DIRECTION:
Return the following lines unchanged, starting at the line that contains "wanted | a marker on every instance of the black roof" and stopping after the line that contains "<point>368,290</point>".
───── GIVEN RECORDS ─────
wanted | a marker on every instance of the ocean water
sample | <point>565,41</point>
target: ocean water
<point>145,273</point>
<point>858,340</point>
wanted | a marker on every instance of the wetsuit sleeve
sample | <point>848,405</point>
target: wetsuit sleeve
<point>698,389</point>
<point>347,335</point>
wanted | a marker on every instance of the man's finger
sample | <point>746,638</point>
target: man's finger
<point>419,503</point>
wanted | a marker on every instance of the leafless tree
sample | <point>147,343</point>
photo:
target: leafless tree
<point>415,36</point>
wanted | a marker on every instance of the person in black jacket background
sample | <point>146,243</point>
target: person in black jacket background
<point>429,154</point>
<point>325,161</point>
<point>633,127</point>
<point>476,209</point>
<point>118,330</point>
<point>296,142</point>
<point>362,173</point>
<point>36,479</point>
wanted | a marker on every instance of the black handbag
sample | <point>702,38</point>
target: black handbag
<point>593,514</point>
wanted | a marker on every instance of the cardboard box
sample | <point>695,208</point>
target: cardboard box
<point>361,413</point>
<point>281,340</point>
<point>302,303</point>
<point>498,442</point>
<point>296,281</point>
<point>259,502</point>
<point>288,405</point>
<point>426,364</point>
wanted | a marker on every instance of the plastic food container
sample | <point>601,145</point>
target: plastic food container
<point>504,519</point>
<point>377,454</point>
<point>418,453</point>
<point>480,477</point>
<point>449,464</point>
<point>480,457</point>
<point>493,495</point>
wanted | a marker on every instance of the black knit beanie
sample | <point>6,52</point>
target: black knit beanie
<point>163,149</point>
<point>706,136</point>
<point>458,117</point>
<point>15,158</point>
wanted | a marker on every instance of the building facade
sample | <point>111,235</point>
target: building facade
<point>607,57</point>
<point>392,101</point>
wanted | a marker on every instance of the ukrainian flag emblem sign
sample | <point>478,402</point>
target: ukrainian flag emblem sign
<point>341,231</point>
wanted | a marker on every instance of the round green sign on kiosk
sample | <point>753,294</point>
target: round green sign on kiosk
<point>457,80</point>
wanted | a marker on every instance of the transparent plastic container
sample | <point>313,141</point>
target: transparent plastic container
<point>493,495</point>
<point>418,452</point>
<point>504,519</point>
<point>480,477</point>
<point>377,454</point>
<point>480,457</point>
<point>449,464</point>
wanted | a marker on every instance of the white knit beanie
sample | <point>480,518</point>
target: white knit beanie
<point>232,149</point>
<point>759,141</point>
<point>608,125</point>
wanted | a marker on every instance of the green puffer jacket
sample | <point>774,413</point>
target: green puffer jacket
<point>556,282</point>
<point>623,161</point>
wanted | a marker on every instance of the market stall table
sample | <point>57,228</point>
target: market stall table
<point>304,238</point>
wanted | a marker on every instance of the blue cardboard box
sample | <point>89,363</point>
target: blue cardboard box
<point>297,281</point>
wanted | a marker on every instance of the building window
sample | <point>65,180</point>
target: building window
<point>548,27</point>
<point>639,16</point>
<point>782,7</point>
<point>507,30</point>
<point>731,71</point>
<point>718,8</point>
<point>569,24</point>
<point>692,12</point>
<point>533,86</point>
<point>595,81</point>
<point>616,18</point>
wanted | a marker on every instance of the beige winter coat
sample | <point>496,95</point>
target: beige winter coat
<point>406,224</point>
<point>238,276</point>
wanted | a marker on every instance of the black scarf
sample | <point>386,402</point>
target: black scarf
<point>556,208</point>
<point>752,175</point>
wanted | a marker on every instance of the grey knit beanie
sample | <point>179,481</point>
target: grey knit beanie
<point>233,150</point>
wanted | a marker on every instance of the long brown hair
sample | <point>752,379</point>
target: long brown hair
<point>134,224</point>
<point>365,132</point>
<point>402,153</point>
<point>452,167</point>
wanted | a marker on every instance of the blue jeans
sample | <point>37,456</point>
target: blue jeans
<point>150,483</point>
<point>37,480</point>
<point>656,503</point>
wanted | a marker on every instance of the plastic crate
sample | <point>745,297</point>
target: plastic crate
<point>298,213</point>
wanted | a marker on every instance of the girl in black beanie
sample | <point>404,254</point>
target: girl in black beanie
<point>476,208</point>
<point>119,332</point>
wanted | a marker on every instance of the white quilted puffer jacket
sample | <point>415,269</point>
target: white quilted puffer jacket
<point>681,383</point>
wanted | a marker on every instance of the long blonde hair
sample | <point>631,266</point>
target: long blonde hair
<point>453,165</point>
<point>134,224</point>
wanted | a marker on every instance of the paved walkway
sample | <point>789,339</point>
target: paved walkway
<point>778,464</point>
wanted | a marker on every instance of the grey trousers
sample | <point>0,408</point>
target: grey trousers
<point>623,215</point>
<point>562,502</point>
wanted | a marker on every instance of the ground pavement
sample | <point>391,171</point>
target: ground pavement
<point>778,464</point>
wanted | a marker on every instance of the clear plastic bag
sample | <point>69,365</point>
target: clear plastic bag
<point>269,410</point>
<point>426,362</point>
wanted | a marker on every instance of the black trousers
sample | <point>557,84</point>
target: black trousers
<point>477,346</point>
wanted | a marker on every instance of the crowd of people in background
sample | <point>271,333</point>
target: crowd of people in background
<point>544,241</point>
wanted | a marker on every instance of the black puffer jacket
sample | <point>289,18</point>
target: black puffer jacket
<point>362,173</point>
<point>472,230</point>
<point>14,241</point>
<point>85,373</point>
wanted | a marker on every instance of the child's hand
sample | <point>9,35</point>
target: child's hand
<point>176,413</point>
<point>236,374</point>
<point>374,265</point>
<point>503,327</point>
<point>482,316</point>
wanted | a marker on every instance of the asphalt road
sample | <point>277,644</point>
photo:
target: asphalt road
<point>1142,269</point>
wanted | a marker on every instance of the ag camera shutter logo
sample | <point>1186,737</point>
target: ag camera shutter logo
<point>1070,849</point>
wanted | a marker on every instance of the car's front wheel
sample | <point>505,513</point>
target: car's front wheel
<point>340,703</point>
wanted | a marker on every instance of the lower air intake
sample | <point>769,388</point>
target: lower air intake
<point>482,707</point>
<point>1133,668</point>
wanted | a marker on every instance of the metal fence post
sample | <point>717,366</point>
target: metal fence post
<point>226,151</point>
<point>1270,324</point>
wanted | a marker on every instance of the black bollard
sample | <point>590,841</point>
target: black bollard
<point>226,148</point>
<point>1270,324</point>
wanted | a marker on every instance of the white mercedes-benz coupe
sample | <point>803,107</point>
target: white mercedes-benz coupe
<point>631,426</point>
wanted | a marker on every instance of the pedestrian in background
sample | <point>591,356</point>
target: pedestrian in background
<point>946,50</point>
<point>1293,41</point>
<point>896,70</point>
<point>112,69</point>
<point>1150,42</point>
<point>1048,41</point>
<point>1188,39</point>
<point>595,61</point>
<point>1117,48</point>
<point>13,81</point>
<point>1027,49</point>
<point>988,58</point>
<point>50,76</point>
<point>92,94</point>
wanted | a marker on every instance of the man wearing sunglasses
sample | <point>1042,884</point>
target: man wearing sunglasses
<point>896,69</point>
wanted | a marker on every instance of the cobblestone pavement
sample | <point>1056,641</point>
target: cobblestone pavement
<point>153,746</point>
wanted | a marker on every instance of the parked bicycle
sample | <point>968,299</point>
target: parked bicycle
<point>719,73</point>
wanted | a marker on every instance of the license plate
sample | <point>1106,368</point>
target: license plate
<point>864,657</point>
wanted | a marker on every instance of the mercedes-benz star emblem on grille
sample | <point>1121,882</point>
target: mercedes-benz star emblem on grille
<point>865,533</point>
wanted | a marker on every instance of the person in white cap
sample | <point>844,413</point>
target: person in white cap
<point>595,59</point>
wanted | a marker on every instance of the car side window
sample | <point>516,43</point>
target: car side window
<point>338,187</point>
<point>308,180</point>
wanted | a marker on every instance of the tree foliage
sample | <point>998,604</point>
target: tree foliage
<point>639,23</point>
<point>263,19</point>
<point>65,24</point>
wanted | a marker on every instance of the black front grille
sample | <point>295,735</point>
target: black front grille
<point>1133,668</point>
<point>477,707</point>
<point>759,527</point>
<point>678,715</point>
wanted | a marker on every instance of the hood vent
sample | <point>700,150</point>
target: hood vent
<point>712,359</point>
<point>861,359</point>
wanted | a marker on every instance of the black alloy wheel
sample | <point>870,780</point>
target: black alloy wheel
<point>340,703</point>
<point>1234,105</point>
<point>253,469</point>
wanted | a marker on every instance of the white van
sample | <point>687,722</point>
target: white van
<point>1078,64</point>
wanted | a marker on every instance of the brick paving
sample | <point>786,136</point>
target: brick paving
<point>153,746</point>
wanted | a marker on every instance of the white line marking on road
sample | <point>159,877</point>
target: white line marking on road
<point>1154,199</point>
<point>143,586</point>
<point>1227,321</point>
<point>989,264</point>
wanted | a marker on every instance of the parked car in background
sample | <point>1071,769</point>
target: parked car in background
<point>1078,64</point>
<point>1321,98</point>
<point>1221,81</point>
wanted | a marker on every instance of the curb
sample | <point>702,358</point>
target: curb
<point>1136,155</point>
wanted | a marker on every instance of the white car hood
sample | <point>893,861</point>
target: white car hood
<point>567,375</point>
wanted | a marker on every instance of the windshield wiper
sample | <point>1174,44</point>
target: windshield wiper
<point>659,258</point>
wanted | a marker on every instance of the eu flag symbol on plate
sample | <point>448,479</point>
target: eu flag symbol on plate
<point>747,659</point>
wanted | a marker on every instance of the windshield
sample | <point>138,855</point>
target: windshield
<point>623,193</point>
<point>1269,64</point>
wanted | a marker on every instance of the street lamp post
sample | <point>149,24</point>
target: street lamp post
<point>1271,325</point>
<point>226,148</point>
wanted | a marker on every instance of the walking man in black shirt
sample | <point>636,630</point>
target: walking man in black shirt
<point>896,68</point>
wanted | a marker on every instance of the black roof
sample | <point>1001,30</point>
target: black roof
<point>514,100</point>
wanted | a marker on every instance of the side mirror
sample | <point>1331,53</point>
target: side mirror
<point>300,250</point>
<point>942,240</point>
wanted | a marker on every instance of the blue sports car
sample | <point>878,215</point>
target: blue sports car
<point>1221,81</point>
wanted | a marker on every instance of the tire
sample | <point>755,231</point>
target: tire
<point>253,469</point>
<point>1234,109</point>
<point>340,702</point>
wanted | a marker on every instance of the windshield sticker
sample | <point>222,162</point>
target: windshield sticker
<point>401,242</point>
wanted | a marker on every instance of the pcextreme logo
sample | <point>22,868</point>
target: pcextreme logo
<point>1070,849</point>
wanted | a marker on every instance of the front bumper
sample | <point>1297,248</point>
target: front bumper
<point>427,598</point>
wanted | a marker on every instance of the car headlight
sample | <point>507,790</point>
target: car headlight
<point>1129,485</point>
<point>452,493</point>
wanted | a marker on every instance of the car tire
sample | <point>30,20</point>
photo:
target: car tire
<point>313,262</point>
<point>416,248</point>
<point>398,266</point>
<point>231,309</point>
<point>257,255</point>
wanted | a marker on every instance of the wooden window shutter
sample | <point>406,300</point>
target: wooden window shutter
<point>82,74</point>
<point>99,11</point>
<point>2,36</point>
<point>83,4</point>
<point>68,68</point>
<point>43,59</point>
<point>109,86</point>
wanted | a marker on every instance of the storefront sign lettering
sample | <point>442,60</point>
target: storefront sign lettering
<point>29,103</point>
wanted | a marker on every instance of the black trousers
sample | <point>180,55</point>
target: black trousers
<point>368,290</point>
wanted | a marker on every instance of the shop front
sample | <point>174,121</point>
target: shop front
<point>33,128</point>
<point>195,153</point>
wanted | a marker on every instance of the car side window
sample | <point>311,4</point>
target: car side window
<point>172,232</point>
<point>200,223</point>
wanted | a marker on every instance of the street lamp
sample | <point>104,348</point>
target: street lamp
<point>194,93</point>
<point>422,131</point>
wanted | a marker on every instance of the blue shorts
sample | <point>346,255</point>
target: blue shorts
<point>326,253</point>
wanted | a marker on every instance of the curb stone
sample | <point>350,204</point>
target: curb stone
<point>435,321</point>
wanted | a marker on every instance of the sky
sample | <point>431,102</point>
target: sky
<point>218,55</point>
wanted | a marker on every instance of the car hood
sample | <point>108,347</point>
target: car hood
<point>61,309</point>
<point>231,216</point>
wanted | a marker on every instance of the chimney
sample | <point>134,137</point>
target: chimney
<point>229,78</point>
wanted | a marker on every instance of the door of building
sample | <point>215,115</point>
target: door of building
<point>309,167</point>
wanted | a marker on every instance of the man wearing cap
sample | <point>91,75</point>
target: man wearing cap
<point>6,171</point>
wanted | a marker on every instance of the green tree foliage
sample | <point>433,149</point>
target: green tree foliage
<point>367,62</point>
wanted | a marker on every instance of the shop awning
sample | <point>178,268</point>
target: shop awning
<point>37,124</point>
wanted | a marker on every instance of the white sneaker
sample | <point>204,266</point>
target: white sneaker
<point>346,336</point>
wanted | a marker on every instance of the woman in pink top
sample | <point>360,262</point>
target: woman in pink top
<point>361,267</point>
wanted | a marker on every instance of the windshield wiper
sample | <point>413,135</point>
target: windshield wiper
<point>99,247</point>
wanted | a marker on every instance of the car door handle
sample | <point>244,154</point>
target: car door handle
─────
SOLUTION BELOW:
wanted | a marker on every instance of the black roof
sample | <point>1001,30</point>
target: black roof
<point>514,100</point>
wanted | a marker on every instance of the side mirror
sample | <point>1331,53</point>
target: side mirror
<point>300,250</point>
<point>942,240</point>
wanted | a marker on every instance of the blue sports car
sample | <point>878,215</point>
target: blue sports car
<point>1221,81</point>
wanted | a marker on every instance of the tire
sample | <point>755,231</point>
target: tire
<point>253,469</point>
<point>1234,109</point>
<point>340,702</point>
wanted | a marker on every instance of the windshield sticker
sample | <point>222,162</point>
target: windshield sticker
<point>401,242</point>
wanted | a marker on every instance of the pcextreme logo
sample | <point>22,868</point>
target: pcextreme logo
<point>1070,849</point>
wanted | a marker on every instance of the front bumper
sample | <point>1297,248</point>
target: front bumper
<point>427,598</point>
wanted | a marker on every instance of the car headlight
sample | <point>507,790</point>
target: car headlight
<point>1129,485</point>
<point>452,493</point>
wanted | a marker on every instance of the car tire
sample | <point>30,20</point>
photo:
target: car tire
<point>313,262</point>
<point>416,248</point>
<point>398,266</point>
<point>231,309</point>
<point>257,255</point>
wanted | a marker on every instance of the wooden window shutter
sample | <point>406,300</point>
target: wooden window shutter
<point>82,74</point>
<point>99,11</point>
<point>2,36</point>
<point>83,4</point>
<point>68,68</point>
<point>43,59</point>
<point>109,86</point>
wanted | a marker on every instance of the storefront sign lettering
sample | <point>442,60</point>
target: storefront sign lettering
<point>29,103</point>
wanted | a marker on every instance of the black trousers
sample | <point>180,55</point>
target: black trousers
<point>368,290</point>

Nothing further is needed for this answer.